* **Things to do**:
a) In the passage on canopy camera trapping, rewrite the part that opens with "Upper canopy camera traps" and closes with "mammal detection frequency.", substituting "trail cameras" for "camera traps".
b) According to the passage on canopy camera trapping, how many arboreal mammal species were detected on upper canopy cameras?
c) Extend the passage on canopy camera trapping, picking up after its final sentence.

* **Page excerpt**:
'''
Upper canopy camera traps were found to result in significantly more mammal detections than those placed in the mid-canopy (p=0.008). On average, upper-canopy traps were predicted to result in 21 mammal detections per 100 days, whereas mid-canopy traps resulted in just 0.7 detections per 100 days (see Appendix 5 for complete species detections by vertically stratified camera location). Only six arboreal mammal species were detected on mid-canopy camera traps, while 18 species were detected on upper canopy cameras. All of the species recorded on mid canopy traps were also recorded in the upper canopy, and in all but one case (the saddleback tamarin) species were detected in higher frequencies in the upper canopy (Appendix 5). Tree ID accounted for none of the variance in arboreal mammal detection frequency.

The cost effort analysis indicated that upfront costs in terms of training and equipment for arboreal camera trapping were greater than those for traditional transect surveys (Appendix 6; $10,667 versus $1178). However, when considering the total expense necessary to cover field station costs related to the person hours needed to provide equivalent numbers of observations (note: not an equivalent number of species), the overall costs balanced out considerably ($1913 to gather equivalent diurnal data plus $8499 to gather equivalent nocturnal data; $10,412 in comparison to a total of $11,757 for arboreal camera trapping which collected data both diurnally and nocturnally). Data sorting and organization was carried out for both methodologies during the field work so although there may have been some additional associated costs with data checking these would likely be equivalent for both survey methodologies.
'''
* **Supplied records**:
'''
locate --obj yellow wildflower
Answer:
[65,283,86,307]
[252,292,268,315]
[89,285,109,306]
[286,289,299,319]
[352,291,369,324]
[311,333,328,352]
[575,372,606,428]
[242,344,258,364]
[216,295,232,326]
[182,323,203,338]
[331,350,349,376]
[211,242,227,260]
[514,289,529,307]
'''
* **Replies**:
a)
Upper canopy trail cameras were found to result in significantly more mammal detections than those placed in the mid-canopy (p=0.008). On average, upper-canopy traps were predicted to result in 21 mammal detections per 100 days, whereas mid-canopy traps resulted in just 0.7 detections per 100 days (see Appendix 5 for complete species detections by vertically stratified camera location). Only six arboreal mammal species were detected on mid-canopy trail cameras, while 18 species were detected on upper canopy cameras. All of the species recorded on mid canopy traps were also recorded in the upper canopy, and in all but one case (the saddleback tamarin) species were detected in higher frequencies in the upper canopy (Appendix 5). Tree ID accounted for none of the variance in arboreal mammal detection frequency.

b) 18 species.

c)
When assessing the costs per detection for each species detected by different methods, camera traps provided financial advantages for some species, but not for others (Appendix 1 and Appendix 3). When considering nocturnal cryptic species (e.g. kinkajou, night monkey and arboreal porcupine) and some hunted primates (e.g. woolly monkey and spider monkey), the cost per detection was cheaper than transects. However, for the majority of diurnal species, particularly those which are not hunted (e.g. capuchins, squirrel monkeys, titi monkeys and tamarins), then diurnal transects were more cost-effective. When comparing arboreal cameras with nocturnal transects, camera traps detected six unique species and transects two unique species. Cameras were found to be more cost-effective for all five species detected by both methods. Arboreal camera traps detected three unique species and diurnal transects just one unique species. However, cameras were found to be more cost-effective for just one of the six species detected by both methods, diurnal transects being more cost-effective for the remaining five.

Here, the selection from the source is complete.